Consignes:
(a) D'après l'article sur le tourisme à Marrakech, à quelle période les professionnels réunis autour du Conseil régional du tourisme ont-ils fait leurs comptes ?
(b) Poursuivez l'article sur le tourisme à Marrakech après le 11 septembre en reprenant juste après sa dernière phrase.

Extrait:
* * * * *
Publié dans La Gazette du Maroc le 30 - 12 - 2002

La plupart des scenarii prévoyaient des chutes d'activité de 20 à 40 % en fonction des pays et du niveau de risque qui les concernait.
Avec un recul de 18 % et 24 respectivement pour les arrivées globales et internationales durant la période allant de novembre 2001 à octobre 2002, Marrakech a résisté à la crise, mieux que plusieurs destinations comme la Tunisie ou l'Egypte.
Même en période de crise, les projets d'investissement ont continué à se multiplier et les chantiers ne se sont pas arrêtés.
Globalement, la reprise est bien là, cependant elle demeure néanmoins fragile.
Un peu plus d'une année après les événements du 11 septembre 2001 survenus aux Etats-Unis, les différentes destinations touristiques du monde entier font leurs comptes. Elles dégagent également des perspectives au moment où la menace d'une guerre qui couvait depuis contre l'Irak devient de plus en plus imminente. Marrakech, première destination du Royaume n'a pas été en reste. Les professionnels de la ville ocre regroupés autour de leur Conseil régional du tourisme (CRT) s'y sont essayés au courant du week-end du 20 au 22 décembre dernier. Comment la destination, qui accueille chaque année près de la moitié des touristes étrangers, a vécu jusque-là l'après 11 septembre où le tourisme, secteur intimement lié au transport aérien, a été frappé en premier lieu ? Il fallait donc pour Marrakech comme pour plusieurs autres destinations au sud de la Méditerranée compter sur plusieurs facteurs exogènes, notamment la psychose de l'avion, la tension internationale associée à la crise économique, la baisse des revenus des ménages découlant des chutes boursières en Europe, des consommateurs qui changent leur priorité de dépenses, avec un report du budget vacances ou un achat “last minute”… Ainsi, la plupart des scenarii prévoyaient des chutes d'activité de 20 à 40 % en fonction des pays et du niveau de risque qui les concernait.
Au bout du compte, la destination s'en est bien sortie : avec un recul de 18 % seulement en termes d'arrivées globales et 24 % pour ce qui est des arrivées internationales durant la période allant de novembre 2001 à octobre 2002, elle a résisté à la crise, beaucoup mieux que plusieurs destinations comme la Tunisie ou l'Egypte.
* * * * *
Entrées de pointage d'objets nommés:
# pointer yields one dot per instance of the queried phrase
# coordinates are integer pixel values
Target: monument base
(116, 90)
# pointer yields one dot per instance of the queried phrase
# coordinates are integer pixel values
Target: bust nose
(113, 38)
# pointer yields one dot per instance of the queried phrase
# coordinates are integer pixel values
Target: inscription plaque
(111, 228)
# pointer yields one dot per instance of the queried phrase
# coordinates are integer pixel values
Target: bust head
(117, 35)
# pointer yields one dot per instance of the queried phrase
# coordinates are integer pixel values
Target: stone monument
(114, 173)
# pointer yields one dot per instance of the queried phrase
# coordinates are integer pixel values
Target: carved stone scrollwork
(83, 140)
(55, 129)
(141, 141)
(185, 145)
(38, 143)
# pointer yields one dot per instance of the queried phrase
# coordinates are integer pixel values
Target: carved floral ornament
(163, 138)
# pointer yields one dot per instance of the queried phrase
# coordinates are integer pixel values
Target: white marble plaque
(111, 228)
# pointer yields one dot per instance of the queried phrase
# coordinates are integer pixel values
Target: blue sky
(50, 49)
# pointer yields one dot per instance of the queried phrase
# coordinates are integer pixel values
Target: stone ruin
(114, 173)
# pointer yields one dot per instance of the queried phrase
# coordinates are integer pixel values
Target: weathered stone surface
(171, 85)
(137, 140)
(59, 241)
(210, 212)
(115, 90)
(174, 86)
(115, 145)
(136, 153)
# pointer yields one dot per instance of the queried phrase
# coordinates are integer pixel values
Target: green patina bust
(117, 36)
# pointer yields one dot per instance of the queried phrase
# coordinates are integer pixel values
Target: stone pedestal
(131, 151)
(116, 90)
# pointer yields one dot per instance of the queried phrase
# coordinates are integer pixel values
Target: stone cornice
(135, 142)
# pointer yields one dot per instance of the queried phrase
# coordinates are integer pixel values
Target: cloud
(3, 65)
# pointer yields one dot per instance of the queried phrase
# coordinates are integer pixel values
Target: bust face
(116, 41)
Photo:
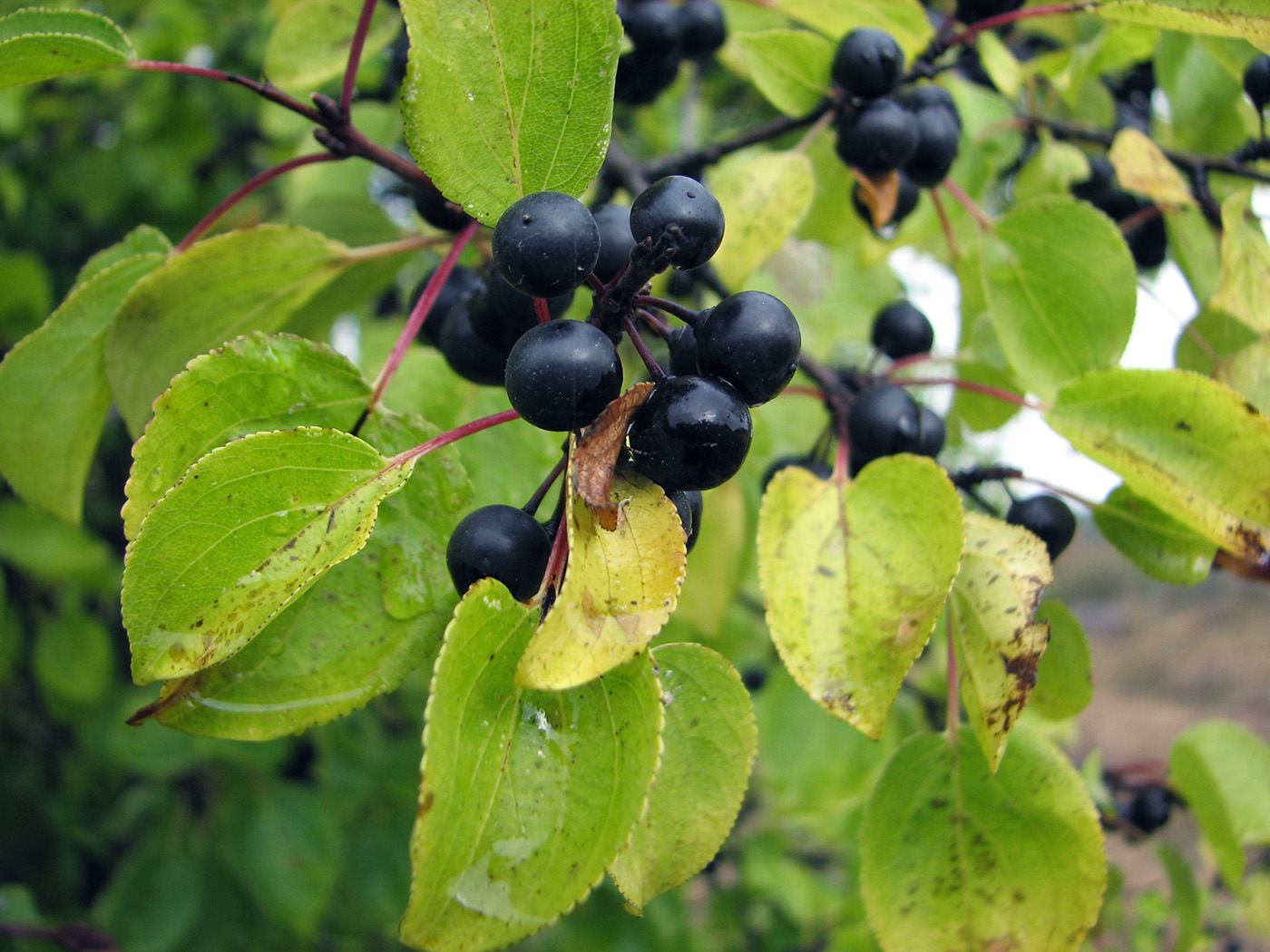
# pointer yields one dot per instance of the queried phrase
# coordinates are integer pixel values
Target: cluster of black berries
(914, 133)
(1138, 218)
(663, 34)
(694, 431)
* * * * *
Résultats attendus:
(a) Au cours du week-end du 20 au 22 décembre.

(b)
Dans le détail, l'activité a enregistré des baisses au niveau de tous les marchés émetteurs après le 11 septembre 2001, sauf pour le marché national qui a connu une hausse de 11 %, représentant ainsi 19 % de la demande globale avec 183.135 arrivées à Marrakech. Le marché français, malgré une baisse de 17 % avec 467.793 arrivées, représente toujours une part de 50,5 % de la demande globale. Ces deux marchés représentent à eux seuls 70 % du portefeuille client du produit Marrakech. Ce qui a amené Abdellatif Kabbaj, premier vice-président du CRT et président de l'Association de l'industrie hôtelière de Marrakech (AIH), à dire que ces deux segments sont à traiter soigneusement et professionnellement.
Gestion de la crise
Pour les opérateurs de la destination, leur activité a certes enregistré un
recul qui, selon eux, reste dans des proportions gérables pour leurs entreprises. En tout cas, tout semble indiquer que les professionnels sont loin des périodes où une petite crise suffisait pour semer la panique. La gestion des crises est une réalité aujourd'hui. “C'est une immunisation peut-être de notre tourisme, un regain de confiance en notre destination, ou cela est bien dû à d'autres facteurs qui échappent à nous tous”, se demande Abdellatif Kabbaj.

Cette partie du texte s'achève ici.